+++ Extrahierter Text +++

Zunächst bemühte man sich um eine Definition: Sucht ist, wenn man ein Verhalten nicht mehr kontrollieren kann, wenn es einen kontrolliert. Sucht als Krankheit des Nicht-aufhören-Könnens. Es gebe so viele Süchte, sagte Reinhard Haller, Psychiater und Buchautor, dass sich für jeden Buchstaben des Alphabets eine finden lasse. Auch wenn es zunächst paradox klingen mag: Sucht sei nicht nur schlecht. Sie wirke als Schmerzmittel, als Antidepressivum. "Es gibt wohl keinen größeren Superstar als Alkohol."

Ständiger Konkurrenzdruck

Nicht zuletzt deshalb trinken wohl auch 42 Prozent der Männer und 21 Prozent der Frauen mehrmals pro Woche, zehn beziehungsweise drei Prozent täglich, wie eine Auswertung der Statistik Austria zeigt. Laut einer Studie des Berliner Robert-Koch-Instituts sind Akademiker ab 45 mittlerweile die größte Risikogruppe für Alkoholsucht. Führungspersonen und Ärzte seien äußerst häufig betroffen, sagt auch Experte Haller. Es gebe sowohl "Elends-" als auch "Wohlstandsalkoholismus", also keine Gruppe, vor der Alkoholprobleme haltmachen.

Das wunderte Liedermacher Konstantin Wecker gar nicht: "In der Gesellschaft herrscht ein unglaublicher Konkurrenzdruck. Jeder hat ständig Angst, rausgeschmissen zu werden." Alkohol oder Cannabis entspannen, können einen die Sorgen kurzfristig vergessen lassen.

Wecker identifizierte eine weitere nützliche Funktion bewusstseinserweiternder Substanzen: Sie könnten helfen, "innere Räume zu entdecken, etwas noch Größeres in einem selbst zu spüren", wie er selbst in den 1970er-Jahren erfahren habe. Der Künstler – der kokste und Crack rauchte – ging sogar so weit zu sagen: "Es täte den meisten gut, wenn sie einmal im Leben einen Trip erlebt hätten." Verharmlosen wollte er Drogen aber nicht, er selbst habe noch einmal Glück gehabt.

+++ Datenauszug +++

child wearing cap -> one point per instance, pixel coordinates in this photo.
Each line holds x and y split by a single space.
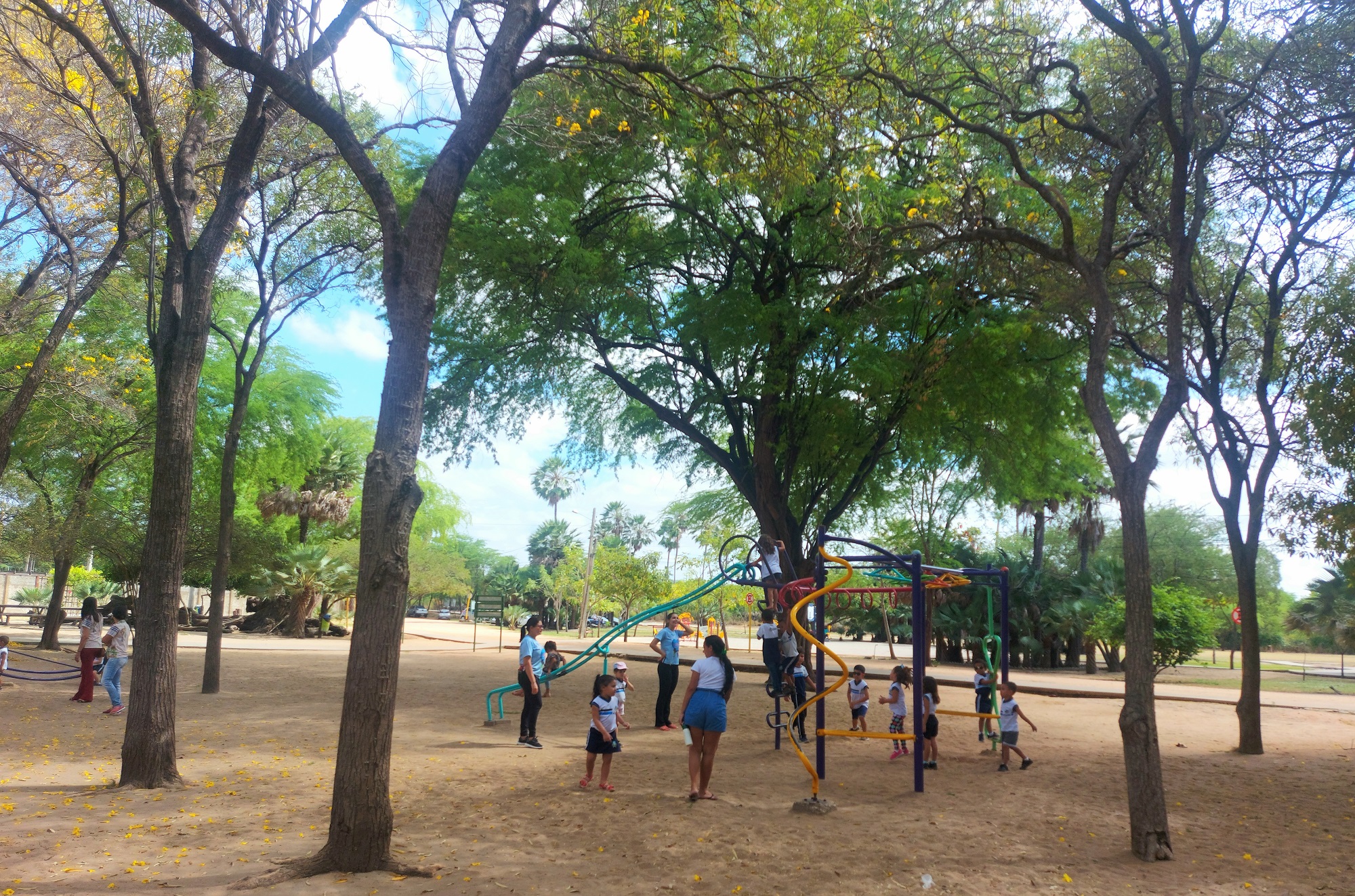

+++

◆ Aufgabe 1:
Beantworte zum Text über Sucht die folgenden Fragen:
(a) Welche Berufe werden bei Reinhard Haller genannt?
(b) Wie viel Prozent der Frauen trinken laut der Auswertung der Statistik Austria mehrmals pro Woche?
(c) In welchem Jahrzehnt machte Konstantin Wecker nach eigener Aussage seine Erfahrungen mit bewusstseinserweiternden Substanzen?
◆ Aufgabe 2: Ändere im Text über Sucht den Abschnitt, der mit den Worten "Ständiger Konkurrenzdruck" beginnt und mit "kurzfristig vergessen lassen." endet: Ersetze darin "Konkurrenzdruck" durch "Leistungsdruck".
◆ Aufgabe 3: Schreibe den Text über Sucht im Anschluss an seinen letzten Satz weiter.

◆ Lösung 1:
(a) Psychiater und Buchautor
(b) 21 Prozent
(c) In den 1970er-Jahren

◆ Lösung 2:
Ständiger Leistungsdruck

Nicht zuletzt deshalb trinken wohl auch 42 Prozent der Männer und 21 Prozent der Frauen mehrmals pro Woche, zehn beziehungsweise drei Prozent täglich, wie eine Auswertung der Statistik Austria zeigt. Laut einer Studie des Berliner Robert-Koch-Instituts sind Akademiker ab 45 mittlerweile die größte Risikogruppe für Alkoholsucht. Führungspersonen und Ärzte seien äußerst häufig betroffen, sagt auch Experte Haller. Es gebe sowohl "Elends-" als auch "Wohlstandsalkoholismus", also keine Gruppe, vor der Alkoholprobleme haltmachen.

Das wunderte Liedermacher Konstantin Wecker gar nicht: "In der Gesellschaft herrscht ein unglaublicher Leistungsdruck. Jeder hat ständig Angst, rausgeschmissen zu werden." Alkohol oder Cannabis entspannen, können einen die Sorgen kurzfristig vergessen lassen.

◆ Lösung 3:
Motiviert und treibt an

Auch der Arbeitssucht können die Gäste auf dem Podium etwas Positives abgewinnen: Sie treibe an, motiviere. Wenig überraschend wollte sich keiner als Workaholic outen, Arbeit wurde positiv besetzt und als sinnstiftend tituliert. Interio-Chefin Janet Kath: "Ich weiß gar nicht, was Arbeit ist. Es ist das Schönste für mich, aufzustehen und ins Geschäft zu gehen." Der Managerin sei nicht bewusst, "dass sie süchtig ist", witzelte Unternehmer Hans Peter Haselsteiner. Er findet: "Fleiß gehört zu den Tugenden, nicht zu den Süchten."

Auch Haller, gebürtiger Vorarlberger, sagte: "In meinem Bundesland bekommt man für diese Sucht einen Orden." Ob man denn eine Sucht überhaupt als solche bezeichnen kann, wenn es keinen Leidensdruck gibt?, wollte Moderatorin Lisa Mayr (STANDARD) wissen. Der Fachmann war diesbezüglich skeptisch.

Einfach weiterarbeiten

Beim Alkohol sind die Grenzen dagegen klarer definiert. Als problematischer Konsum wird für Männer üblicherweise ein Wert von 60 Gramm reiner Alkohol pro Tag angegeben, für Frauen 40 Gramm. Das entspricht 1,5 (beziehungsweise einem) Liter Bier täglich. Ab da gilt der Alkoholkonsum als gesundheitsgefährdend.

Eine Rolle dabei, dass es vielen scheinbar nicht mehr gelingt, kontrolliert zu trinken, spiele laut Haller die Verfügbarkeit.

Das kann auch für andere Süchte gelten: Die Digitalisierung macht Arbeit immer und überall möglich. Auch nach Feierabend checken viele ihre Mails. 43 Prozent der österreichischen Arbeitnehmer sind laut einer Umfrage bereit, auch außerhalb der regulären Arbeitszeiten verfügbar zu sein. Es sei Aufgabe des Unternehmens gegenzuwirken, sagte Strabag-Gründer Haselsteiner und behauptete: "Bei uns ist es verpönt, rund um die Uhr erreichbar zu sein."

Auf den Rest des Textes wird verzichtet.